- [What this exercise asks]:
(1) In the NYC street crossing thread below, copy word for word the part that opens with the words containing "## kundalini (Aug" and closes with "cross a street.".
(2) List every distinct username that posts in the NYC street crossing thread below.

- [Page text]:
....
# NYC Street crossing



## bigtwinky (Aug 23, 2010)

Thoughts, input...all appreciated 








More images of New York up on my blog...link below


----------



## Hillsong (Aug 23, 2010)

I like the perspective. Just out of curiosity, how did you achieve that angle? Put up a ladder in the middle of the intersection?


----------



## pbelarge (Aug 23, 2010)

Were you on one of the tour buses when you shot this photo?


----------



## bigtwinky (Aug 23, 2010)

I simply put on my anti-gravity boots and floated up.  

My wife suggested that we take the tour bus (something we both hate doing - but at least it was a hop on and hop off thing) to see if I would get some interesting camera angles.  Plus, we were tired of walking so much haha.


----------



## KmH (Aug 23, 2010)

The leading lines lead to infinity, away from what seems to have been your intended subject, the people in the cross walk. At least based on your thread title.


----------



## bigtwinky (Aug 23, 2010)

KmH said:


> The leading lines lead to infinity, away from what seems to have been your intended subject, the people in the cross walk. At least based on your thread title.



Good eye, thanks for pointing that out.

What caught me by the scene (and general life in NYC) was the chaos that happened when a light would change...people rushing, cars turning, horns honking... everyone trying to get somewhere as far as the eye could see.


----------



## pbelarge (Aug 23, 2010)

bigtwinky said:


> KmH said:
> 
> 
> > What caught me by the scene (and general life in NYC) was the chaos that happened when a light would change...people rushing, cars turning, horns honking... everyone trying to get somewhere as far as the eye could see.
> ...


----------



## kundalini (Aug 23, 2010)

sorry twinky, but I didn't post in the other thread..... something about jackets, the met and cabs..... 'kin awesome series.  Diggin' the PoV on this one bro.

btw, the met shot was killer, close second was the cabbie.


----------



## bigtwinky (Aug 23, 2010)

Pierre, I love downtown and urban environments.  But nothing compares to the hussle of NYC.  Being there during the week at rush hour trying to cross the street is pretty funny.  My wife and I got seperated a few times trying to cross a street.
....
- [Data supplied]:
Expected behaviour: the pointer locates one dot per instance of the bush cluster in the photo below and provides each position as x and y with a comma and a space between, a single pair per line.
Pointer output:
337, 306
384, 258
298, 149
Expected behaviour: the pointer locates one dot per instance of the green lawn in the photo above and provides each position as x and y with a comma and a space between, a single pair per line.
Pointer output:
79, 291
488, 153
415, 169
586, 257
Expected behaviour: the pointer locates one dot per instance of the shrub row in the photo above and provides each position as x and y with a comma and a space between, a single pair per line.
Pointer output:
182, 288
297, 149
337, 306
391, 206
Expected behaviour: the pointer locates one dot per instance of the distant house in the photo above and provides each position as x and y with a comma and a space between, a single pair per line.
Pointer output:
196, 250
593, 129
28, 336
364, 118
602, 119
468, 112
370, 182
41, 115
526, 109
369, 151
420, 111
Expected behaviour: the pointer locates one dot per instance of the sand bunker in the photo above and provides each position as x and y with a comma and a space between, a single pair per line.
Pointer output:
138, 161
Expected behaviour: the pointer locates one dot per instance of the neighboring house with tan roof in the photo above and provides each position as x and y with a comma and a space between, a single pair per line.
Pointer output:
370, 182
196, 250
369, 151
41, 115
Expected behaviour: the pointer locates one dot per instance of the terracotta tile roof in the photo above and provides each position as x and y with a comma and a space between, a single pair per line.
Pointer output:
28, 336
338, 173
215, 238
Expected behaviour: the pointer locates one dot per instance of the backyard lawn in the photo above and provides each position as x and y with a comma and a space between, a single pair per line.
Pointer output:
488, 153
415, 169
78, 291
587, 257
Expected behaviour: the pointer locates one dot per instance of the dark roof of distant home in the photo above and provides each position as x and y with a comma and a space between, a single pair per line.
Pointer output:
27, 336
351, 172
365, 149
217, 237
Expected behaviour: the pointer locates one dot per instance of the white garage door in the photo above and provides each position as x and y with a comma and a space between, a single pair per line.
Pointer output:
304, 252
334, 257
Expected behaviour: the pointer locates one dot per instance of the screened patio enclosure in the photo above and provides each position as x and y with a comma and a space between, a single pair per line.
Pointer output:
....
- [Exercise answers]:
(1)
## kundalini (Aug 23, 2010)

sorry twinky, but I didn't post in the other thread..... something about jackets, the met and cabs..... 'kin awesome series.  Diggin' the PoV on this one bro.

btw, the met shot was killer, close second was the cabbie.


----------



## bigtwinky (Aug 23, 2010)

Pierre, I love downtown and urban environments.  But nothing compares to the hussle of NYC.  Being there during the week at rush hour trying to cross the street is pretty funny.  My wife and I got seperated a few times trying to cross a street.

(2)
bigtwinky
Hillsong
pbelarge
KmH
kundalini